◆ AIM OF THE TASK ◆
Starting at the line that contains "the snow covered", restate each line word for word through the final line of the data, keeping both ends.

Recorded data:
******

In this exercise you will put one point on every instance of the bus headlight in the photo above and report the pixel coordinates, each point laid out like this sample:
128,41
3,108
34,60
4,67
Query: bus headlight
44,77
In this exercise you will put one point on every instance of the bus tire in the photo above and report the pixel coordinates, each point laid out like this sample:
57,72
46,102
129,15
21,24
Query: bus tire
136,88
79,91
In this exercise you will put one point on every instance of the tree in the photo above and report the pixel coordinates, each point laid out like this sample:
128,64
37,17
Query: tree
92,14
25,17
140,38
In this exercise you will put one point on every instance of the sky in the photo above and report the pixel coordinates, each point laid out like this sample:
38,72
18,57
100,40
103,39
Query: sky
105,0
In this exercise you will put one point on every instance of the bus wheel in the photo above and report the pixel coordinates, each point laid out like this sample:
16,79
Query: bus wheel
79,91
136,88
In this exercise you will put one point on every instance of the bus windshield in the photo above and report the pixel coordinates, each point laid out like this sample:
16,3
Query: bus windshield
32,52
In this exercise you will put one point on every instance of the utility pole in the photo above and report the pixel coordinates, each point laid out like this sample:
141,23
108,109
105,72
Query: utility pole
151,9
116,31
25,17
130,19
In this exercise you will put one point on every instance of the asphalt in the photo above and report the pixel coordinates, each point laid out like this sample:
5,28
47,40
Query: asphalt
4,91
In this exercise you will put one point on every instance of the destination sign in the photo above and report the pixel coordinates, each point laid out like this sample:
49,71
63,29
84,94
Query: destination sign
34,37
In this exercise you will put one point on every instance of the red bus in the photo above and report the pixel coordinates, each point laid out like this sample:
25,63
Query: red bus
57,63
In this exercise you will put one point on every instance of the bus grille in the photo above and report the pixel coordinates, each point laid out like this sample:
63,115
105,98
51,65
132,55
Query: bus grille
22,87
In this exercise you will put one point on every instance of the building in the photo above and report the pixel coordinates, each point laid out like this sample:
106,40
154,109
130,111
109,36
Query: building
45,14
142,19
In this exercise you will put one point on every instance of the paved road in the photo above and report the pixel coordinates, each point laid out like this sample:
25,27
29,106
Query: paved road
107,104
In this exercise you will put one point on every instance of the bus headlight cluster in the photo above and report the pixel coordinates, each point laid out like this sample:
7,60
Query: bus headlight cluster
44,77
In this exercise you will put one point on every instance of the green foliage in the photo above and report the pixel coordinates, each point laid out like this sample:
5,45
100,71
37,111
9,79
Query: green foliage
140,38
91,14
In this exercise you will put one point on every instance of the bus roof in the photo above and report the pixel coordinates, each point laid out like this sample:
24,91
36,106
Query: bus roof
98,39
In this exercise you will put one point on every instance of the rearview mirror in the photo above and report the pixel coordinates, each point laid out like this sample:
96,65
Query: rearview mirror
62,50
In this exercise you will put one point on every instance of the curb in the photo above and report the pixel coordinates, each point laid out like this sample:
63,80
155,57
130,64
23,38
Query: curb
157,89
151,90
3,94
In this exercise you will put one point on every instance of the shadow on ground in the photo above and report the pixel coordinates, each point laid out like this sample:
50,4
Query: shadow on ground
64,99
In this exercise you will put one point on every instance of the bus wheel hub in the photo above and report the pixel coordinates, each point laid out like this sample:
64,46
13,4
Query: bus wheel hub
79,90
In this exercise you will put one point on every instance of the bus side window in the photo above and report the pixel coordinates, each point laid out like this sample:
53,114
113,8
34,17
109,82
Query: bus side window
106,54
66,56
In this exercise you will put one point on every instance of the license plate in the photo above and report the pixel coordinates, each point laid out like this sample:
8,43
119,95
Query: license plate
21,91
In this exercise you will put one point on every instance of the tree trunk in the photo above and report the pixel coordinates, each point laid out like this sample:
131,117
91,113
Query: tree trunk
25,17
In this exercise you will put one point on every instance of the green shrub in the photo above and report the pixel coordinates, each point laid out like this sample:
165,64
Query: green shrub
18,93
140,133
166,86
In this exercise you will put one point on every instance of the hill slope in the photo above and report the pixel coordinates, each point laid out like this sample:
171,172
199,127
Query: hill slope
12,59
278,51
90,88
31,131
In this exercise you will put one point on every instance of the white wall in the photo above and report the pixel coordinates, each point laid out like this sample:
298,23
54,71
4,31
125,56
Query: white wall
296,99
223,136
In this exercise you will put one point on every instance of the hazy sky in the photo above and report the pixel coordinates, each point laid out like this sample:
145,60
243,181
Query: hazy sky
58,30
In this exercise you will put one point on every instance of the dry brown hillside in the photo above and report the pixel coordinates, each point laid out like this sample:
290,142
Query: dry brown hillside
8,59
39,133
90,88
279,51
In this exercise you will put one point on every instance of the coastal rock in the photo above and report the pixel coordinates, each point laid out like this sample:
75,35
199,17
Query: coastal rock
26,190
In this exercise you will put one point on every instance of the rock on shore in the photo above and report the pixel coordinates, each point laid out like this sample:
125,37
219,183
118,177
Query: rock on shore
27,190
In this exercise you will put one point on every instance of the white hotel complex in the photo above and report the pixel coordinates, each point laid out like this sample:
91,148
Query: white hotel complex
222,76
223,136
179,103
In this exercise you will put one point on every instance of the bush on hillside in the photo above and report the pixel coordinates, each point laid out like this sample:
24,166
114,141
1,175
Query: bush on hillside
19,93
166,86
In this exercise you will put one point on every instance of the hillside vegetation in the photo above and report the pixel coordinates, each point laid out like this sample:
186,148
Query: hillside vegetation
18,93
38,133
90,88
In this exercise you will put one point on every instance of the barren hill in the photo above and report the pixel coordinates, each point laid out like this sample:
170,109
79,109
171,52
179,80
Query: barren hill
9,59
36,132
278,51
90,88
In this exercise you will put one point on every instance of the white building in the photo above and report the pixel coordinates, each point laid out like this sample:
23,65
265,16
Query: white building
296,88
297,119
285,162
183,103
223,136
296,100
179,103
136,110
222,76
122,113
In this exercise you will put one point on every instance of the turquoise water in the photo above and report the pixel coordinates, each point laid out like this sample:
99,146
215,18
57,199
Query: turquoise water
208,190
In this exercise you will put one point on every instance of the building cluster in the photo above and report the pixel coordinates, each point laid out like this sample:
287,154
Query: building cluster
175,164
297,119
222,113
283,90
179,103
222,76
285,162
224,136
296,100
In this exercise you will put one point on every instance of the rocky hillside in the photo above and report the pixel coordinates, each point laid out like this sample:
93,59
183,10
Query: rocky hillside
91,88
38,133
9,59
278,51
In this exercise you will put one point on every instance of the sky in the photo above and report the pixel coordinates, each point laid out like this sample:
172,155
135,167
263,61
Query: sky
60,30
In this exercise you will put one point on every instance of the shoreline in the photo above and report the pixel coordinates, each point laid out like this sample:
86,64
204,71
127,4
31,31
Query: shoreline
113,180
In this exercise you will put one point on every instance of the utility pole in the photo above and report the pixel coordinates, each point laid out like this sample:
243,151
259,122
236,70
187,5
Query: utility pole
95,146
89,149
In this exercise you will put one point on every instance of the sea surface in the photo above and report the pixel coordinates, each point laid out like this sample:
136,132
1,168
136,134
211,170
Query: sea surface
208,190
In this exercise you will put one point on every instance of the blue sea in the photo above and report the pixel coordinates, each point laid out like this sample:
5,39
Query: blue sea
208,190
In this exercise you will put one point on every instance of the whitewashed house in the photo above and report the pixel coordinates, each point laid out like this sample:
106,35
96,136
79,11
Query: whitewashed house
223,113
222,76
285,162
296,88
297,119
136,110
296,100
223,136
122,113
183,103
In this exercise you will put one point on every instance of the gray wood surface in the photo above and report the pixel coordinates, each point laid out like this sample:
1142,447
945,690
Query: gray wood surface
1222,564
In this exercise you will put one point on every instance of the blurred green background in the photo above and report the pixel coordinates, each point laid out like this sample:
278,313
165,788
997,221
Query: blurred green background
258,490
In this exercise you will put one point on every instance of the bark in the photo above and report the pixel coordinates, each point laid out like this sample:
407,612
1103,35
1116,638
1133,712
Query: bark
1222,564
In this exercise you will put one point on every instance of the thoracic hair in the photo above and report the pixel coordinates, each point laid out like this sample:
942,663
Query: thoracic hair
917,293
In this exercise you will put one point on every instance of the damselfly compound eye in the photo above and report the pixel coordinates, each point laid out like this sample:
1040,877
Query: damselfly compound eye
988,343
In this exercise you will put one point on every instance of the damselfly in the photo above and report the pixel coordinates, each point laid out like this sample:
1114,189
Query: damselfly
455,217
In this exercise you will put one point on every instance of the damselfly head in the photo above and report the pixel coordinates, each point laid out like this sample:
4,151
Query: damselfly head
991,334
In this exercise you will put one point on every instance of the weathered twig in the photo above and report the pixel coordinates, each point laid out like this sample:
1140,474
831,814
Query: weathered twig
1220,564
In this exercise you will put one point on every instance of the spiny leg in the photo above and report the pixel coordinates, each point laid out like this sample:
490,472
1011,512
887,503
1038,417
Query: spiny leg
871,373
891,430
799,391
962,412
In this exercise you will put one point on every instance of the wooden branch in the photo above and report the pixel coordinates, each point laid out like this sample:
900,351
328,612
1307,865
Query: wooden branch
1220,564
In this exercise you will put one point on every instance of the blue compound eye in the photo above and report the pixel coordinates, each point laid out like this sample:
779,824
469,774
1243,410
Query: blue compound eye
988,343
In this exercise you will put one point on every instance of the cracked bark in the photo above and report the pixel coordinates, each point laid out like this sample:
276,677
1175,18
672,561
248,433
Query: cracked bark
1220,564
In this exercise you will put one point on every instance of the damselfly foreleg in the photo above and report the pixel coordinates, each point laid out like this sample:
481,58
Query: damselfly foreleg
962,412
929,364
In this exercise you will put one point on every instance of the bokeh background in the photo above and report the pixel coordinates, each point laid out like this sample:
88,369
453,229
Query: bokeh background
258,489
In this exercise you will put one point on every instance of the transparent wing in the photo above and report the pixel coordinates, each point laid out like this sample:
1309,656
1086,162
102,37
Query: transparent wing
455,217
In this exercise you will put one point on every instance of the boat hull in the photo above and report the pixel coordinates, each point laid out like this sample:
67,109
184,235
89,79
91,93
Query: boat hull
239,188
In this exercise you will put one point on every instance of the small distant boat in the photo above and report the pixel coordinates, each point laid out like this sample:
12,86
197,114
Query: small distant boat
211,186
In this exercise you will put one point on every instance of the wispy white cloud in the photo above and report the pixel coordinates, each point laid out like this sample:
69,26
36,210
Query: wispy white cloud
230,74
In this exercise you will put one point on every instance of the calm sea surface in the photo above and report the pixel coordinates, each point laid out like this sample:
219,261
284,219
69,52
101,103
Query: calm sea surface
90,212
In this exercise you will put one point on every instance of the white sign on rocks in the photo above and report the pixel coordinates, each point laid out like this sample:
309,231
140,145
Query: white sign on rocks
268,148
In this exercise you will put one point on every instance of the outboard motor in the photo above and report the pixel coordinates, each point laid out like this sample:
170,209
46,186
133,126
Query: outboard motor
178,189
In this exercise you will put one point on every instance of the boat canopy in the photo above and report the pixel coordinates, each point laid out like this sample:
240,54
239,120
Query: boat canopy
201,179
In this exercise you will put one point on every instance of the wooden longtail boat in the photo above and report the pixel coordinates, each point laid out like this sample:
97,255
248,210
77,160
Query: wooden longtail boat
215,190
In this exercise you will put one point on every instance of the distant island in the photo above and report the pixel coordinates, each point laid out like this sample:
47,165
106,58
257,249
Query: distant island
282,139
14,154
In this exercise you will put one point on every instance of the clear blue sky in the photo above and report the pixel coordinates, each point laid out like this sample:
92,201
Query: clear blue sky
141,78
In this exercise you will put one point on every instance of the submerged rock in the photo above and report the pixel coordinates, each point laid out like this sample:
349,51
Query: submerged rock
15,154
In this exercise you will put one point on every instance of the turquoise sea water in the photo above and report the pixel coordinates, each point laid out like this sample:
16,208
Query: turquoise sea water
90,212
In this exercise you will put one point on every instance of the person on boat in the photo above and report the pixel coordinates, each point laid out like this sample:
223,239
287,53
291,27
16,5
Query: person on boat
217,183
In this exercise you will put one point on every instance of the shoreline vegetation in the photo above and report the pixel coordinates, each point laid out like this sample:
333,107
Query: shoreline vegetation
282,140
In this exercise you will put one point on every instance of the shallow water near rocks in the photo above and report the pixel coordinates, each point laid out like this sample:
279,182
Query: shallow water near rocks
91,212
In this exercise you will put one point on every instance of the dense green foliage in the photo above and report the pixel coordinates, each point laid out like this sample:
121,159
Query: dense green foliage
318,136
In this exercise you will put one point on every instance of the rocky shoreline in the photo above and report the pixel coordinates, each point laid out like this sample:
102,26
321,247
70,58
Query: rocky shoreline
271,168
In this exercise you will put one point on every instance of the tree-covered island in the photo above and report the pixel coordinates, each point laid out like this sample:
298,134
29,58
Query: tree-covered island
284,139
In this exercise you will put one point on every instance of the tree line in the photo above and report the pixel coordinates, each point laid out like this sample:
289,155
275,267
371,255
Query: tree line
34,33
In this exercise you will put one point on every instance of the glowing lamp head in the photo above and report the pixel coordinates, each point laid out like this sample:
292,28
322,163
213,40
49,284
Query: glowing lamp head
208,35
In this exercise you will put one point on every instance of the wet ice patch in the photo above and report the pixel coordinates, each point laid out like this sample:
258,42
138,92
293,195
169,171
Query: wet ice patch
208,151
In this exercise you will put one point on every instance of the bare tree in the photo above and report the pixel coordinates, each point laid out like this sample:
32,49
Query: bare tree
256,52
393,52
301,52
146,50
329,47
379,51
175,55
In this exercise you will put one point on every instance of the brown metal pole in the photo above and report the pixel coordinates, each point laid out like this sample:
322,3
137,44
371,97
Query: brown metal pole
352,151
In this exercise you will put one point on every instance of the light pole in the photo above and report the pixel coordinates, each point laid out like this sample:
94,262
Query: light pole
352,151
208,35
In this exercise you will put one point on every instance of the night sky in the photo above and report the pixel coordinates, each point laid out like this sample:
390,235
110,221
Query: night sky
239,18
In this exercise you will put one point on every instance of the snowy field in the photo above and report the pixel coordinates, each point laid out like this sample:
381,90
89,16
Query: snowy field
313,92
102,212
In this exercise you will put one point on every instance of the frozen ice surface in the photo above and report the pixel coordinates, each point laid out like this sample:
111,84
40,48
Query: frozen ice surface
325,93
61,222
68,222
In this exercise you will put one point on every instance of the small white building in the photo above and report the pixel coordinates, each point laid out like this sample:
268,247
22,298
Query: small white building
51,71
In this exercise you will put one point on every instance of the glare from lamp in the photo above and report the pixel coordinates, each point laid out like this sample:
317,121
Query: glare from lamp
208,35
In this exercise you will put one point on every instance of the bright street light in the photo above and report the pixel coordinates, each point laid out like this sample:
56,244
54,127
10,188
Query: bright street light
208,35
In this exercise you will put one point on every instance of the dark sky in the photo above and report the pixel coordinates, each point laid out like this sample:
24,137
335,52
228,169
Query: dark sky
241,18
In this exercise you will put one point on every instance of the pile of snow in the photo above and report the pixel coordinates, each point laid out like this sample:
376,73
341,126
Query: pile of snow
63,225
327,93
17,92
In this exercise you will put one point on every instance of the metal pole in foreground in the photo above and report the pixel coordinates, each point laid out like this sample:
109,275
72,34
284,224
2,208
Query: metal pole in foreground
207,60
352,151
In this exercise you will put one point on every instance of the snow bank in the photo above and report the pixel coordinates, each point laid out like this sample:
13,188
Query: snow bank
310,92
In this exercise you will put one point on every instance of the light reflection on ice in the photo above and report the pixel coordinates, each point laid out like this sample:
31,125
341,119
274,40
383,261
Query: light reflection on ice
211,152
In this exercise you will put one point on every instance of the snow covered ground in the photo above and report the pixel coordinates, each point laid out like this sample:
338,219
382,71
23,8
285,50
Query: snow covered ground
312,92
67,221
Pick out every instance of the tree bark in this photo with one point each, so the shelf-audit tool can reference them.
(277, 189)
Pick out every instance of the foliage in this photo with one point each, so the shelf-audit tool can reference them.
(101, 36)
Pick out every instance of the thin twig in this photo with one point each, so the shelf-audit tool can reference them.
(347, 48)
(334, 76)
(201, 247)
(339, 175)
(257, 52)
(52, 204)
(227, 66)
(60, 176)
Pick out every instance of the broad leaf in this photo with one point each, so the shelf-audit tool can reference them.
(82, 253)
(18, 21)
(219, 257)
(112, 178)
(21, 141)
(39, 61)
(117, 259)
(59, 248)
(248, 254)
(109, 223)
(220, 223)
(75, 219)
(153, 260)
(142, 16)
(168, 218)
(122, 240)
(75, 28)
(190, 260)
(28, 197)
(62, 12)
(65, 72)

******

◆ RESPONSE ◆
In this exercise you will put one point on every instance of the snow covered ground in the photo above and report the pixel coordinates, each point laid out like this sample:
338,219
382,71
23,8
285,50
Query: snow covered ground
312,92
67,221
Pick out every instance of the tree bark in this photo with one point each, so the shelf-audit tool can reference them.
(277, 189)
Pick out every instance of the foliage in this photo with one point each, so the shelf-audit tool can reference them.
(101, 36)
Pick out every instance of the thin twig in this photo with one point each, so the shelf-audit tool can reference them.
(347, 48)
(334, 76)
(201, 247)
(339, 175)
(257, 52)
(52, 204)
(227, 66)
(60, 176)
Pick out every instance of the broad leaf in this photo with one point each, so the shelf-audit tool can reference them.
(82, 253)
(18, 21)
(219, 257)
(112, 178)
(21, 141)
(39, 61)
(117, 259)
(59, 248)
(248, 254)
(109, 223)
(220, 223)
(75, 219)
(153, 260)
(142, 16)
(168, 218)
(122, 240)
(75, 28)
(190, 260)
(28, 197)
(62, 12)
(65, 72)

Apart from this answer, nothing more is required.